[Lines of data]
########################################

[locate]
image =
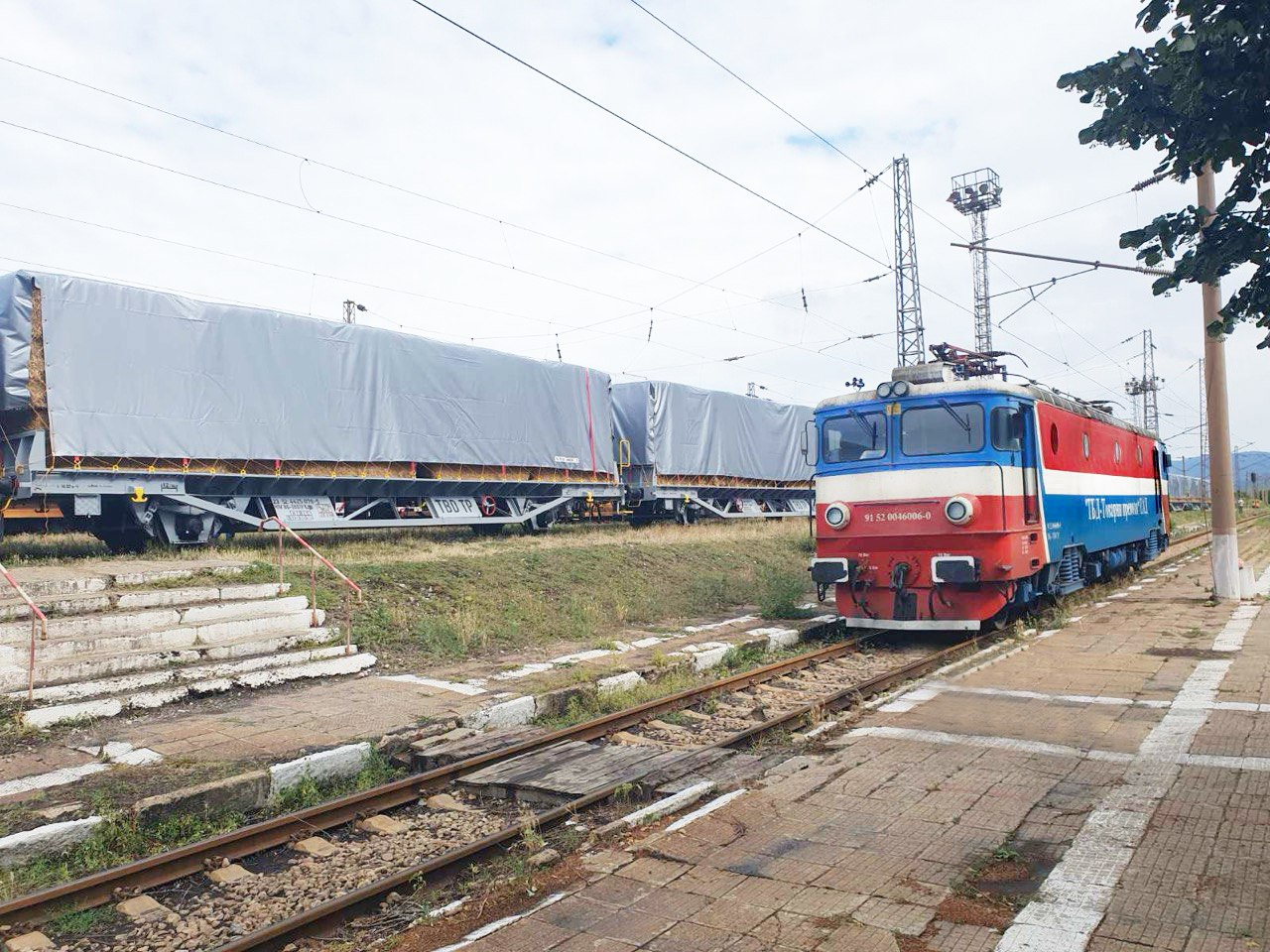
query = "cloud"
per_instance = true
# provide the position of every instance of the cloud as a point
(806, 140)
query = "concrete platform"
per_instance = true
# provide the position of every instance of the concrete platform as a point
(1125, 758)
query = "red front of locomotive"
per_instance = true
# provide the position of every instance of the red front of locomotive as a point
(928, 515)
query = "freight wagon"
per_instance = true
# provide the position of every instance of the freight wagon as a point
(685, 452)
(148, 416)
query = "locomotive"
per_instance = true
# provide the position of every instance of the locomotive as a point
(955, 503)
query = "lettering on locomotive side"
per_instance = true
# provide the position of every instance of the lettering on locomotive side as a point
(890, 516)
(1097, 508)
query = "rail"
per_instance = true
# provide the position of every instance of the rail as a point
(314, 557)
(36, 616)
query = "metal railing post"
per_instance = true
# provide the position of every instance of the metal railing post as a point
(314, 557)
(313, 590)
(36, 615)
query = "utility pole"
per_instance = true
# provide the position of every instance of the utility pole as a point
(1206, 492)
(350, 308)
(973, 194)
(1147, 388)
(1225, 540)
(910, 335)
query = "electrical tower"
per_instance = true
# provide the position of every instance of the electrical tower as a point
(910, 335)
(974, 194)
(1147, 386)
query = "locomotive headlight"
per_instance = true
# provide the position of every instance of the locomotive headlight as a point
(837, 516)
(959, 511)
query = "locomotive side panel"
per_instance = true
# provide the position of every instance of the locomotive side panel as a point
(1102, 485)
(953, 503)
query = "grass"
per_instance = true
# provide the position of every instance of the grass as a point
(589, 705)
(445, 595)
(783, 594)
(587, 588)
(310, 792)
(116, 841)
(76, 921)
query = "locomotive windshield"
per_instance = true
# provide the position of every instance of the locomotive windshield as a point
(853, 436)
(945, 428)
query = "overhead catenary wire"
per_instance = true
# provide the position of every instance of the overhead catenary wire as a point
(326, 276)
(502, 222)
(309, 209)
(644, 131)
(352, 173)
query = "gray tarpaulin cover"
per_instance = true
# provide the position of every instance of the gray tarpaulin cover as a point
(141, 373)
(685, 430)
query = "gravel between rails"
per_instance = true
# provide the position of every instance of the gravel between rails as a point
(203, 915)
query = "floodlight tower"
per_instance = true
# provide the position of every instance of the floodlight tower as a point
(973, 194)
(1147, 388)
(910, 336)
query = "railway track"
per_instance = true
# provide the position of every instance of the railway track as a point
(720, 715)
(742, 708)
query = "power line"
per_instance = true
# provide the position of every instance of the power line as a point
(411, 294)
(1061, 214)
(753, 89)
(287, 153)
(647, 132)
(361, 177)
(60, 270)
(310, 209)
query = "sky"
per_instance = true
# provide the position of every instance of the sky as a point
(488, 204)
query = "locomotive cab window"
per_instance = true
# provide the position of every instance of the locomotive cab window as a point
(1007, 428)
(945, 428)
(847, 439)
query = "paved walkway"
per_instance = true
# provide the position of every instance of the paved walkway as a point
(1124, 757)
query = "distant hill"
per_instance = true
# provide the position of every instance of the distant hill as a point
(1246, 463)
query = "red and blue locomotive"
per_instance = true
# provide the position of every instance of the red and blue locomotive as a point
(955, 503)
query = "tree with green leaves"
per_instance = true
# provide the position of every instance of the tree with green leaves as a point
(1199, 94)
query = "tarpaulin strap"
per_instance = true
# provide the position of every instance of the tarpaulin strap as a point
(590, 425)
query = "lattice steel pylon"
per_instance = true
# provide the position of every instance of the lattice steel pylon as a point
(1147, 386)
(910, 334)
(973, 194)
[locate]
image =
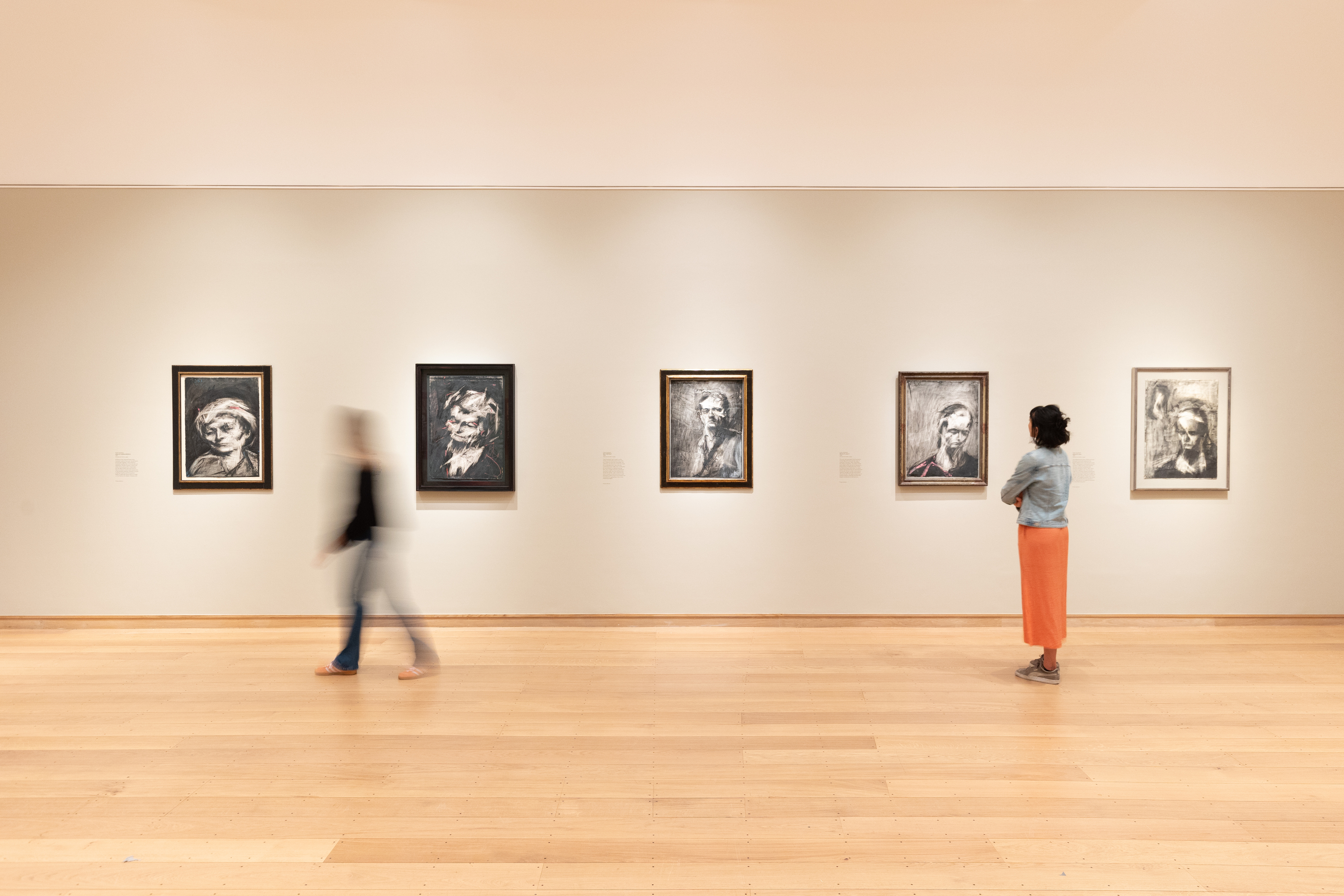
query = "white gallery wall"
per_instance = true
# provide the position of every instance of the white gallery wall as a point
(827, 296)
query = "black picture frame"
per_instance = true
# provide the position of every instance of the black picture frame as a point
(933, 394)
(1160, 400)
(494, 464)
(234, 397)
(682, 465)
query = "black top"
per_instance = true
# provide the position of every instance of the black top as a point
(366, 516)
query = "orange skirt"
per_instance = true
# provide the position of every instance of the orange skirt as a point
(1045, 585)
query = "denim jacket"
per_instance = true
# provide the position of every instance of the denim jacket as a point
(1042, 480)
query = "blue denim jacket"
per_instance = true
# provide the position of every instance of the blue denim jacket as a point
(1042, 480)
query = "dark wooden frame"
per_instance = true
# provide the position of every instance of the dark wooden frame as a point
(904, 462)
(1225, 448)
(422, 429)
(263, 417)
(664, 431)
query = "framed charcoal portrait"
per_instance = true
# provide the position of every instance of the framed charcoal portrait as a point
(943, 425)
(706, 429)
(464, 428)
(221, 428)
(1180, 425)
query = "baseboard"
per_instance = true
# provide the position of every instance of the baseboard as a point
(620, 620)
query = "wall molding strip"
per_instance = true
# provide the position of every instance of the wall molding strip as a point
(620, 620)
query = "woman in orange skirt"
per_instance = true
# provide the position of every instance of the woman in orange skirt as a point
(1039, 489)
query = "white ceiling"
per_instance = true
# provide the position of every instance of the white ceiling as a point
(823, 93)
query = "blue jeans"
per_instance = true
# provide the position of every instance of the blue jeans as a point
(373, 571)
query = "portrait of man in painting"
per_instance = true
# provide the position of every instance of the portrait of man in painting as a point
(221, 424)
(470, 440)
(1180, 439)
(943, 428)
(706, 431)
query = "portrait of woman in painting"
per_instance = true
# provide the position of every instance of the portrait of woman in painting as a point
(229, 429)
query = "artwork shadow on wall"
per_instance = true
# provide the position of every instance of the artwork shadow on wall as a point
(221, 420)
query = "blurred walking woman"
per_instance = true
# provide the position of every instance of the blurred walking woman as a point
(375, 569)
(1039, 489)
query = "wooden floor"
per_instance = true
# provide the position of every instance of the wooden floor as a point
(674, 761)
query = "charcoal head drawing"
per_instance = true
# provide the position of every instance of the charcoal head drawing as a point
(1191, 436)
(1180, 431)
(470, 441)
(943, 428)
(228, 428)
(706, 418)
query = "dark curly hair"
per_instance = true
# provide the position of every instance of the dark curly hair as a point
(1051, 425)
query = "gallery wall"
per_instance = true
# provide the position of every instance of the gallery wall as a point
(826, 296)
(870, 93)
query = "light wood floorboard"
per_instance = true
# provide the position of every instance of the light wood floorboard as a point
(698, 762)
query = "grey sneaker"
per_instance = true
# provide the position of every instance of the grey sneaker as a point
(1035, 672)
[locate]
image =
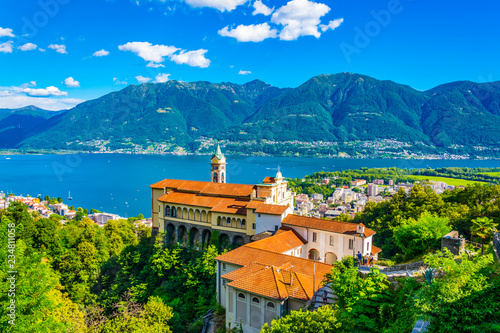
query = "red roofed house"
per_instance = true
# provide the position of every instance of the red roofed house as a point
(264, 279)
(237, 211)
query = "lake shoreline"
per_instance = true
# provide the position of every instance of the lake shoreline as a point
(358, 157)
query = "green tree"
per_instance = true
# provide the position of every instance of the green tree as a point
(417, 237)
(324, 320)
(461, 297)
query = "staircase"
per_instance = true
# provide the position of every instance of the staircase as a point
(317, 299)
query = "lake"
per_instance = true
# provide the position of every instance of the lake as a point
(119, 184)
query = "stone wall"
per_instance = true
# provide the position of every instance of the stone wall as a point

########################################

== To do ==
Without the pictures, return all the records precisely as they stand.

== Complete output ==
[locate]
image =
query = "cloud"
per_instance = true
# provide the position of every instance of the cloud as a point
(806, 140)
query = "concrete platform"
per_instance = true
# provide the position of every instance of the concrete platform as a point
(1125, 758)
query = "red front of locomotive"
per_instance = true
# provide the position of every instance of the red front of locomotive as a point
(928, 515)
query = "freight wagon"
per_instance = true
# provide the position of every instance of the freight wagon as a point
(685, 452)
(148, 416)
query = "locomotive"
per_instance = true
# provide the position of every instance of the locomotive as a point
(955, 503)
query = "lettering on locomotive side"
per_instance = true
# provide the position of every instance of the lettering on locomotive side as a point
(890, 516)
(1097, 508)
query = "rail"
per_instance = true
# provide the position of every instance of the rail as a point
(314, 557)
(36, 616)
query = "metal railing post"
per_instance = true
# provide the position of every instance of the metal railing post as a point
(314, 557)
(313, 590)
(36, 615)
query = "utility pole"
per_instance = true
# provide the position of every instance of the utility pole as a point
(1206, 492)
(350, 308)
(973, 194)
(1147, 388)
(1225, 540)
(910, 335)
query = "electrical tower"
per_instance = true
# provide the position of every instance of the electrical tower as a point
(910, 335)
(974, 194)
(1147, 386)
query = "locomotive headlight"
per_instance = true
# provide the position of every instance of the locomotive headlight as a point
(837, 516)
(959, 511)
query = "locomotive side panel"
per_instance = true
# provide the position of every instance of the locomotive side panel as a point
(1102, 485)
(953, 503)
query = "grass"
per_instance = true
# provide the position of every instance of the grass as a point
(589, 705)
(445, 595)
(783, 594)
(587, 588)
(310, 792)
(116, 841)
(76, 921)
query = "locomotive windshield"
per_instance = true
# provide the position of every instance of the locomotive windshield as a point
(853, 436)
(945, 428)
query = "overhead catenary wire"
per_instance = true
# provide the position of every instance of the overhead catenary wire as a point
(326, 276)
(502, 222)
(309, 209)
(644, 131)
(352, 173)
query = "gray tarpaulin cover"
per_instance = true
# provide the position of every instance of the gray tarpaulin cover as a point
(141, 373)
(685, 430)
query = "gravel between rails"
per_instance = true
# provide the position of every instance of the gravel between rails as a point
(203, 915)
query = "floodlight tower"
per_instance = true
# provide the position of every instance of the floodlight tower as a point
(973, 194)
(1147, 388)
(910, 336)
query = "railway track"
per_instance = true
# provide the position of every instance of the railway track as a point
(720, 715)
(742, 708)
query = "power line"
per_instance = true
# provide the position of every instance of the power line as a point
(411, 294)
(1061, 214)
(753, 89)
(287, 153)
(647, 132)
(361, 177)
(60, 270)
(310, 209)
query = "sky"
per_instance = true
# provide the position of every instance of the sky as a point
(488, 204)
query = "locomotive cab window"
per_instance = true
# provide the position of every instance of the locomotive cab window as a point
(1007, 428)
(945, 428)
(847, 439)
query = "paved walkway"
per_instance = true
# provide the position of every instance of the paved walkway as a point
(1124, 757)
query = "distant hill"
per_instance = true
# provide the position of every instance of the distant hill as a point
(1246, 463)
query = "red and blue locomotive"
per_instance = true
# provide the position of every instance of the red and blue locomotive as a point
(955, 503)
query = "tree with green leaves"
per_instance = true
# provide the position of every instance of the tree with green leaves as a point
(1199, 94)
query = "tarpaulin strap"
per_instance = true
# provide the position of every instance of the tarpaulin strap as a point
(590, 425)
query = "lattice steel pylon"
per_instance = true
# provide the position of every instance of the lattice steel pylon as a point
(1147, 386)
(910, 334)
(973, 194)
[locate]
image =
query = "white gallery wall"
per_instance = true
# provide the position of every instance of the white gallery wall as a point
(827, 296)
query = "black picture frame"
per_instance = true
# provide the position of every instance of the black picture frame as a point
(933, 394)
(1160, 400)
(494, 464)
(234, 397)
(682, 465)
query = "black top"
per_instance = true
# provide the position of every instance of the black top as a point
(366, 516)
query = "orange skirt"
per_instance = true
# provide the position of every instance of the orange skirt as a point
(1045, 585)
query = "denim jacket"
per_instance = true
# provide the position of every instance of the denim jacket as a point
(1042, 480)
query = "blue denim jacket"
per_instance = true
# provide the position of every instance of the blue denim jacket as a point
(1042, 480)
query = "dark wooden frame"
per_instance = true
# provide the position of every instance of the dark wooden frame as a point
(904, 462)
(1225, 448)
(422, 429)
(263, 417)
(664, 431)
query = "framed charcoal portrait"
per_instance = true
# provide the position of every instance of the framed charcoal portrait as a point
(943, 425)
(706, 429)
(464, 428)
(221, 428)
(1180, 425)
query = "baseboard"
per_instance = true
# provide the position of every instance of the baseboard as a point
(620, 620)
query = "wall molding strip"
per_instance = true
# provide the position of every instance of the wall molding strip as a point
(620, 620)
query = "woman in orange skirt"
per_instance = true
# provide the position of every instance of the woman in orange skirt as a point
(1039, 489)
query = "white ceiling"
per_instance = true
# provide the position of every instance of the white ceiling as a point
(823, 93)
query = "blue jeans"
per_instance = true
# provide the position of every instance of the blue jeans as a point
(373, 571)
query = "portrait of man in painting"
per_instance = true
# provide the position of every instance of the portrait of man in painting as a point
(221, 424)
(470, 440)
(1180, 439)
(943, 428)
(706, 431)
query = "portrait of woman in painting"
per_instance = true
# provide the position of every instance of the portrait of woman in painting as a point
(229, 429)
query = "artwork shadow on wall"
per_instance = true
# provide the position of every instance of the artwork shadow on wall as a point
(221, 420)
query = "blurred walking woman"
per_instance = true
# provide the position of every instance of the blurred walking woman as a point
(375, 569)
(1039, 489)
query = "wooden floor"
per_instance = true
# provide the position of every instance of the wooden floor as a point
(674, 761)
query = "charcoal head drawing"
per_instance = true
# provide the position of every instance of the charcoal head drawing as a point
(1191, 436)
(1180, 431)
(470, 441)
(943, 428)
(228, 428)
(706, 418)
query = "dark curly hair"
per_instance = true
# provide the position of every instance of the dark curly hair as a point
(1051, 425)
query = "gallery wall"
per_instance = true
# provide the position of every instance of the gallery wall as a point
(826, 296)
(870, 93)
query = "light wood floorboard"
per_instance = true
# provide the position of every instance of the light wood floorboard as a point
(698, 762)
query = "grey sneaker"
per_instance = true
# provide the position of every instance of the grey sneaker as a point
(1035, 672)
[locate]
image =
query = "red roofed house"
per_instance = true
# provide the position of every instance of the red roofed house as a point
(264, 279)
(237, 211)
query = "lake shoreline"
per_instance = true
# provide the position of every instance of the lake shoreline as a point
(358, 157)
query = "green tree"
per_instance = true
# provide the position of every instance of the green tree as a point
(417, 237)
(324, 320)
(461, 297)
query = "staircase"
per_instance = true
# provide the position of every instance of the staircase as a point
(317, 299)
query = "lake"
per_instance = true
# provide the position of every instance of the lake as a point
(119, 184)
query = "stone wall"
per_instance = true
# provide the position of every instance of the stone wall as a point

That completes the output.